### What you will do
Which lines run from the line containing "rough mask: <svg" through the end of the records below? Reproduce them exactly, and nothing else.

### Segmentation mask data
# # # # # # #

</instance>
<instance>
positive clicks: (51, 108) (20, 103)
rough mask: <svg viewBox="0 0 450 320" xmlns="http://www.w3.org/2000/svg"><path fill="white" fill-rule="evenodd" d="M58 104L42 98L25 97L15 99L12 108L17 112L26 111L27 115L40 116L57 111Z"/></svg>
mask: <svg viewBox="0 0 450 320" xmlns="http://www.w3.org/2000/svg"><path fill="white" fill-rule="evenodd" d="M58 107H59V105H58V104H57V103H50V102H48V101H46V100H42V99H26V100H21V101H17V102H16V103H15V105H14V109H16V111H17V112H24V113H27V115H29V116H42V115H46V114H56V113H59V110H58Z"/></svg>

# # # # # # #

### Problem solution
rough mask: <svg viewBox="0 0 450 320" xmlns="http://www.w3.org/2000/svg"><path fill="white" fill-rule="evenodd" d="M58 104L42 98L25 97L15 99L12 108L17 112L26 111L27 115L40 116L57 111Z"/></svg>
mask: <svg viewBox="0 0 450 320" xmlns="http://www.w3.org/2000/svg"><path fill="white" fill-rule="evenodd" d="M58 107H59V105H58V104H57V103H50V102H48V101H46V100H42V99H26V100H21V101H17V102H16V103H15V105H14V109H16V111H17V112H24V113H27V115H29V116H42V115H46V114H56V113H59V110H58Z"/></svg>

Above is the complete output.